ЦИТИРУЕМЫЙ ТЕКСТ>
* * * * *

НИЖЕГОРОДСКАЯ ЧК: ФАКТЫ И ДОМЫСЛЫ

Июл 24 • Трибуна читателя • 563 Просмотров • Комментариев к записи НИЖЕГОРОДСКАЯ ЧК: ФАКТЫ И ДОМЫСЛЫ нет

Местная историография деятельности Нижегородской губернской чрезвычайной комиссии по борьбе с контрреволюцией пополнилась еще одним трудом. На сайте Культура и образование появилась статья заведующего кафедрой истории Арзамасского филиала ННГУ им. Лобачевского к.и.н. Олега Ефимова.
Можно было бы не обратить на это внимания: мало ли что пописывают наши целиком зависящие от власти и ее конъюнктурно-идеологических шатаний официальные служители музы Клио. Однако, наметившийся в обществе тренд, обусловленный неприкрытым политическим заказом на реабилитацию большевизма, проявляющийся подчас в новых попытках прославления антигероев красного террора, установки памятников Ф. Дзержинскому и т.п., наводят на мысль, что публикации, подобные вышедшей из-под пера арзамасского историка, не случайность, а часть общей тенденции. К тому же материалы такого рода обычно не отличаются научной добросовестностью и объективностью и попросту вводят неискушенного читателя в заблуждение.
Заголовок статьи – “Деятельность Нижегородской чрезвычайной комиссии в 1918 году” напомнил мне о позиции И.С. Ратьковского, автора книги с почти таким же названием. По прочтении выяснилось, что статья идеологически и по содержанию является кратким рефератом труда петербургского профессора, снабженным небольшим количеством местного материала. Лейтмотив статьи О.В. Ефимова – деятельность Нижгубчека носила жестокий, но обусловленной суровыми реалиями, обоснованный и оправданный характер. Такая оправданость, по мнению О. Ефимова, диктовалась стремлением большевиков с помощью насилия усмирить разбушевавшуюся анархию, подавить как уголовную преступность, так и “контрреволюцию”, водворить так нужный общесту порядок.

* * * * *

СУТЬ ЗАДАНИЯ>
Выведите без изменений отрывок текста о Нижегородской ЧК начиная с "Местная историография деятельности" и заканчивая "к.и.н. Олега Ефимова." включительно.

* * * * *

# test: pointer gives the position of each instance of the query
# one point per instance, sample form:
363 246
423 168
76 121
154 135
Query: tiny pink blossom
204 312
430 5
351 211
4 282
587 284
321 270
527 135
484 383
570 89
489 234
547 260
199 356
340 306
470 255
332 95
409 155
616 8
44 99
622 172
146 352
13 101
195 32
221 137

* * * * *

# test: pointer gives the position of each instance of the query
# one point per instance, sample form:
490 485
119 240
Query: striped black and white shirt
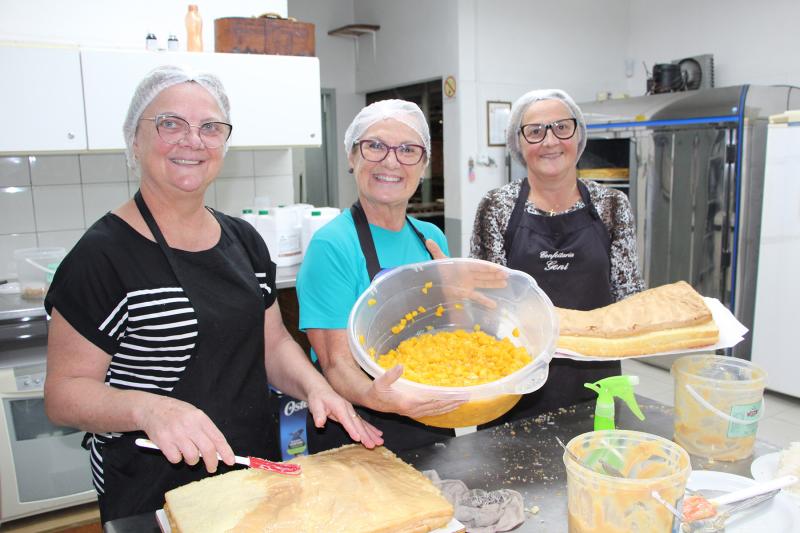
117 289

* * * * *

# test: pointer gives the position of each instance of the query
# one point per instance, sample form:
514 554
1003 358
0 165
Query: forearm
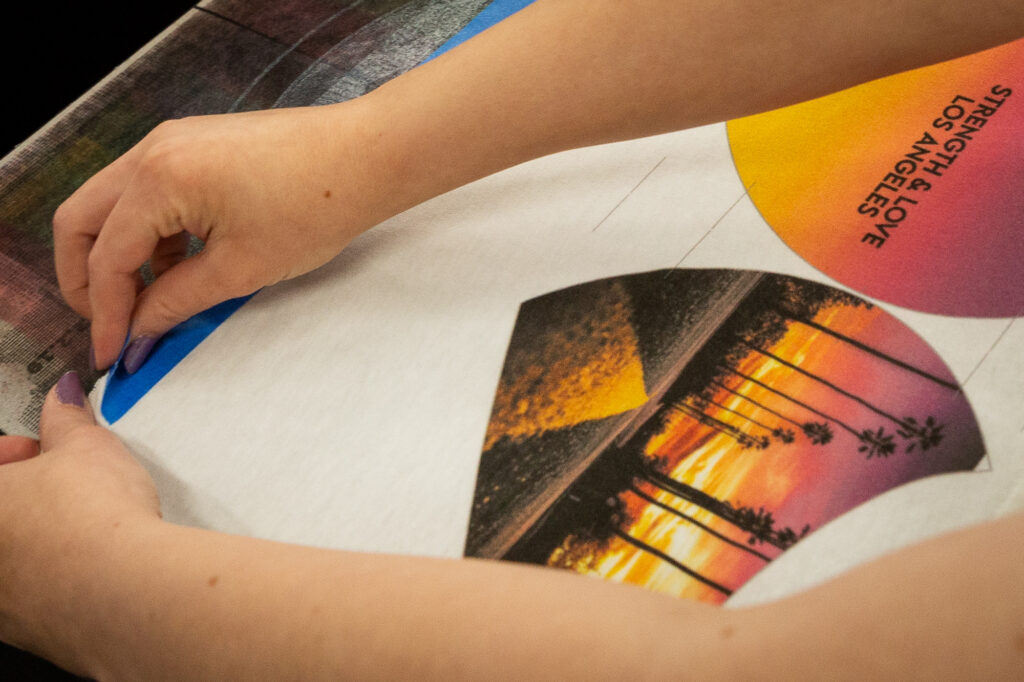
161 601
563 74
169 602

* * * * *

ПОЛНЫЙ ОТВЕТ>
Местная историография деятельности Нижегородской губернской чрезвычайной комиссии по борьбе с контрреволюцией пополнилась еще одним трудом. На сайте Культура и образование появилась статья заведующего кафедрой истории Арзамасского филиала ННГУ им. Лобачевского к.и.н. Олега Ефимова.